Instructions for the task: Copy nothing from the entries below except the lines from the one containing "Target: wire bundle" through the one containing "Target: red screwdriver handle", and copy those exactly.

Raw data:
---
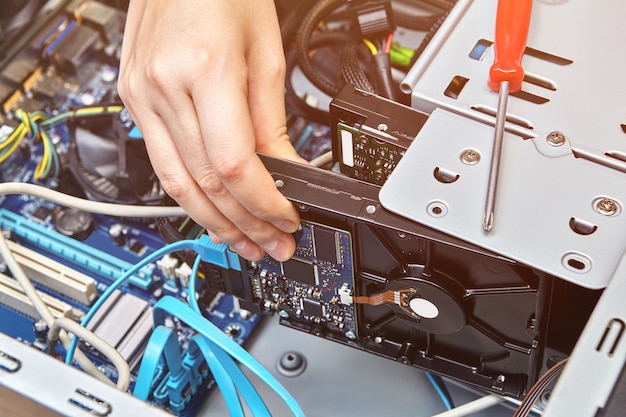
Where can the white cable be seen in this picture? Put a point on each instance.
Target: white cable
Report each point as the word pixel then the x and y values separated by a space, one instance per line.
pixel 123 370
pixel 475 406
pixel 19 275
pixel 117 210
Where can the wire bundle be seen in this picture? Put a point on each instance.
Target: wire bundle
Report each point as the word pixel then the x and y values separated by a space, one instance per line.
pixel 29 126
pixel 538 388
pixel 35 125
pixel 219 350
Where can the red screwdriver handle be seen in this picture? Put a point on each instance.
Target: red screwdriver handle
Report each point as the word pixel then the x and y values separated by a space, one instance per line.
pixel 512 21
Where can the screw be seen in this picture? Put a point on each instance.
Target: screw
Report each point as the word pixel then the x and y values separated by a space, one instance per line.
pixel 470 157
pixel 556 138
pixel 291 364
pixel 607 206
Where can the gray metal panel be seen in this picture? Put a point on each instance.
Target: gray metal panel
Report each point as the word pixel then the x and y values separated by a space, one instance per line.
pixel 598 358
pixel 342 381
pixel 541 189
pixel 40 380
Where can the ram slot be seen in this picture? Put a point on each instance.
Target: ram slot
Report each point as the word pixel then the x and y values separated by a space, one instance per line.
pixel 12 295
pixel 97 262
pixel 55 275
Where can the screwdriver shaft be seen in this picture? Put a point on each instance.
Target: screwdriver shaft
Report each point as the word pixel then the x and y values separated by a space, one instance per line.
pixel 494 169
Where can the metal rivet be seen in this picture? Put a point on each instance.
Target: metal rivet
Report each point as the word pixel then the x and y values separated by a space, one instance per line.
pixel 607 206
pixel 291 364
pixel 470 157
pixel 556 138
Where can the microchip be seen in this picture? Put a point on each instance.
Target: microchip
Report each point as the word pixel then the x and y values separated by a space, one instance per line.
pixel 325 245
pixel 42 213
pixel 299 270
pixel 313 308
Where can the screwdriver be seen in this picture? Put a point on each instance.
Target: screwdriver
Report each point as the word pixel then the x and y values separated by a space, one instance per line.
pixel 505 76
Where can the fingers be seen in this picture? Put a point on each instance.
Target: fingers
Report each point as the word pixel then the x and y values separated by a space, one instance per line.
pixel 194 104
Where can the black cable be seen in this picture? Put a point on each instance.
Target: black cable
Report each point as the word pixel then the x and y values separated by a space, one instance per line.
pixel 296 104
pixel 414 22
pixel 382 73
pixel 322 9
pixel 351 69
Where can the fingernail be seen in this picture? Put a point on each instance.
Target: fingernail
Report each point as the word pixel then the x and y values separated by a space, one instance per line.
pixel 277 250
pixel 248 250
pixel 288 226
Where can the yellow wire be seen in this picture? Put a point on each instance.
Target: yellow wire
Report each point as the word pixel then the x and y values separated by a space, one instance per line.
pixel 371 46
pixel 13 147
pixel 43 162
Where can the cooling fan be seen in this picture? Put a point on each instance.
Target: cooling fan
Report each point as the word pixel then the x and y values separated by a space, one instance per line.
pixel 109 160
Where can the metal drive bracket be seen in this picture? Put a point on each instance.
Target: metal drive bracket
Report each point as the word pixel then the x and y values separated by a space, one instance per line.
pixel 558 213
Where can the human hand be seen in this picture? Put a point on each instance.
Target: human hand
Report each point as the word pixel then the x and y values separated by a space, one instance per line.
pixel 204 82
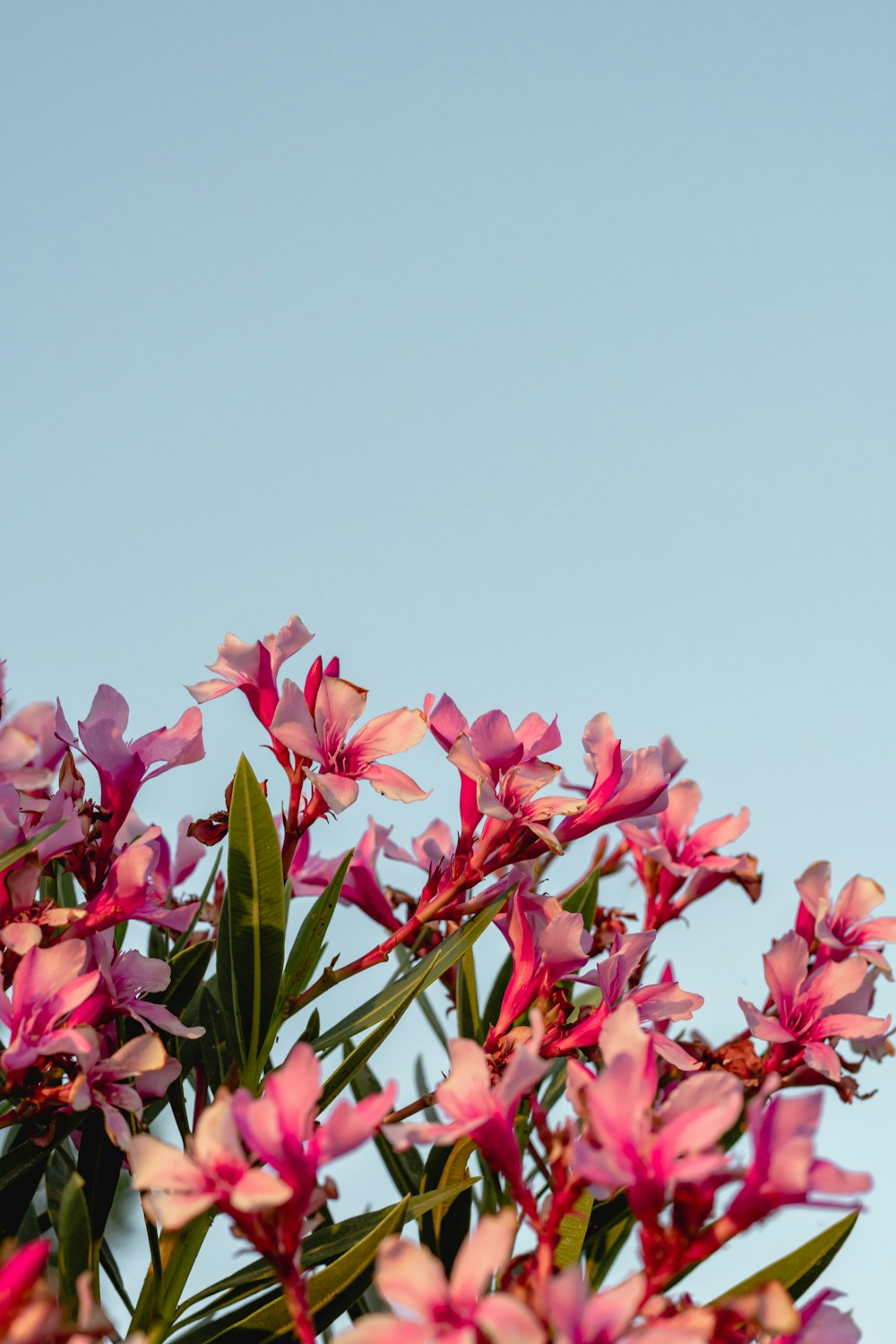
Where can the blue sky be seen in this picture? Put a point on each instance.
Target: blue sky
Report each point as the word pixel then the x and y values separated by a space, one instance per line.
pixel 543 355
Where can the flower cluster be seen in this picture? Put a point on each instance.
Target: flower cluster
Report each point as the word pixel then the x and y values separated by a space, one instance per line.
pixel 578 1107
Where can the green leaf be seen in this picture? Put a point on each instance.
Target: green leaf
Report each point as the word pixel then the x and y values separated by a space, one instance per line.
pixel 573 1228
pixel 444 1230
pixel 801 1268
pixel 217 1048
pixel 257 925
pixel 187 970
pixel 324 1246
pixel 338 1287
pixel 19 851
pixel 75 1244
pixel 468 1000
pixel 424 975
pixel 309 940
pixel 584 898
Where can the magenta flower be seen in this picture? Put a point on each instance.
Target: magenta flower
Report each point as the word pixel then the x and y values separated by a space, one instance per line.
pixel 253 668
pixel 847 926
pixel 125 766
pixel 323 739
pixel 626 784
pixel 53 1000
pixel 810 1007
pixel 676 866
pixel 627 1144
pixel 481 1110
pixel 455 1311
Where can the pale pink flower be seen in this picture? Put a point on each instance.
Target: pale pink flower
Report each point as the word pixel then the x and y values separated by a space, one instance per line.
pixel 627 1142
pixel 482 1110
pixel 214 1171
pixel 845 926
pixel 53 1000
pixel 452 1311
pixel 253 668
pixel 626 784
pixel 362 887
pixel 657 1004
pixel 547 943
pixel 102 1082
pixel 579 1316
pixel 677 866
pixel 322 738
pixel 30 750
pixel 785 1168
pixel 125 766
pixel 810 1005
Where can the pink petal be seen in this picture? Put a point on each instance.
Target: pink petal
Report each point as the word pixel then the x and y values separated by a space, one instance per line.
pixel 485 1250
pixel 293 725
pixel 394 784
pixel 410 1277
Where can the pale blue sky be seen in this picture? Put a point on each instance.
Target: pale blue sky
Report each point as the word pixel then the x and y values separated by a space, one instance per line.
pixel 541 354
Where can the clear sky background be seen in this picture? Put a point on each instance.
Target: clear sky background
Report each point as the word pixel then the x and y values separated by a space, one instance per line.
pixel 538 354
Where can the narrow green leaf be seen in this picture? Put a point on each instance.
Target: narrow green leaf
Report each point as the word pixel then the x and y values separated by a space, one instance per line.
pixel 468 1000
pixel 573 1228
pixel 217 1046
pixel 257 925
pixel 405 1169
pixel 75 1244
pixel 187 970
pixel 444 1230
pixel 584 898
pixel 19 851
pixel 309 940
pixel 801 1268
pixel 424 975
pixel 324 1246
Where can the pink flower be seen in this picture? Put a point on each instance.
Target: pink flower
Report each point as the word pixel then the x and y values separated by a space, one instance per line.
pixel 657 1004
pixel 807 1007
pixel 53 1000
pixel 125 766
pixel 214 1171
pixel 323 739
pixel 668 857
pixel 362 887
pixel 253 668
pixel 129 892
pixel 626 784
pixel 785 1168
pixel 548 943
pixel 844 927
pixel 479 1109
pixel 102 1082
pixel 630 1145
pixel 455 1311
pixel 579 1316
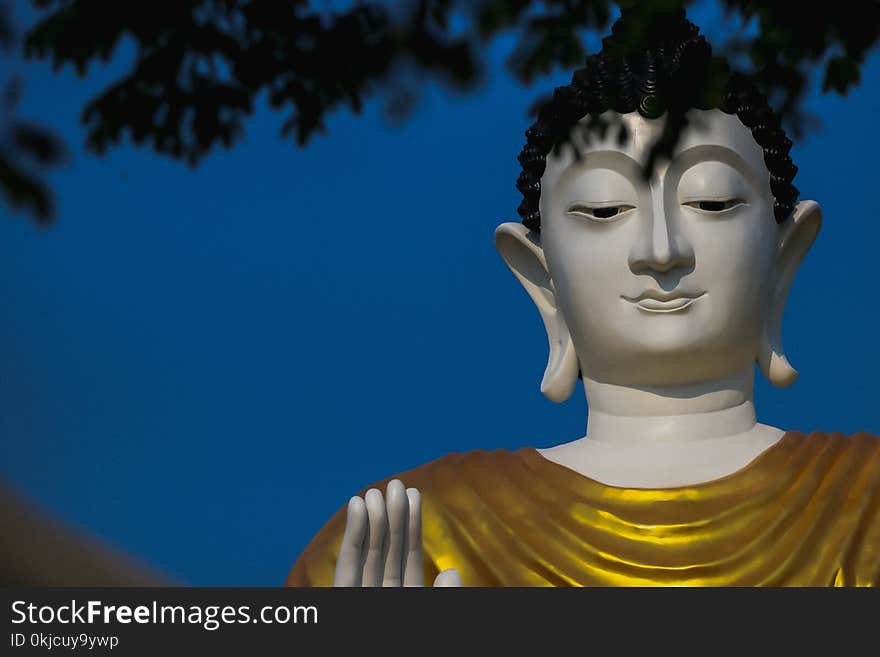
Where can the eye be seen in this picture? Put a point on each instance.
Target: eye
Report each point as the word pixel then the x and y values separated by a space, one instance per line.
---
Task answer:
Target: wire bundle
Report each point as the word pixel then the x and y values separated by a space, one instance per line.
pixel 29 126
pixel 538 388
pixel 35 125
pixel 219 350
Where can the red screwdriver handle be seen in this picture? Put a point on each instance.
Target: red screwdriver handle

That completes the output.